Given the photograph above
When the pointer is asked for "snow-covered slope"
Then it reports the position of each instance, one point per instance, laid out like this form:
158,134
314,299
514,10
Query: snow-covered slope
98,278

#####

▸ **TASK TO COMPLETE**
Reproduce all the records above, requests included, shifting every answer point coordinate by -40 and leaving the sample coordinates inside the requests unchanged.

▸ **FULL ANSWER**
Given the photograph above
When the pointer is asked for "snow-covered slope"
Then it reports the position of each instance, one point per instance, laid out like this form:
158,134
314,299
514,10
Query: snow-covered slope
58,238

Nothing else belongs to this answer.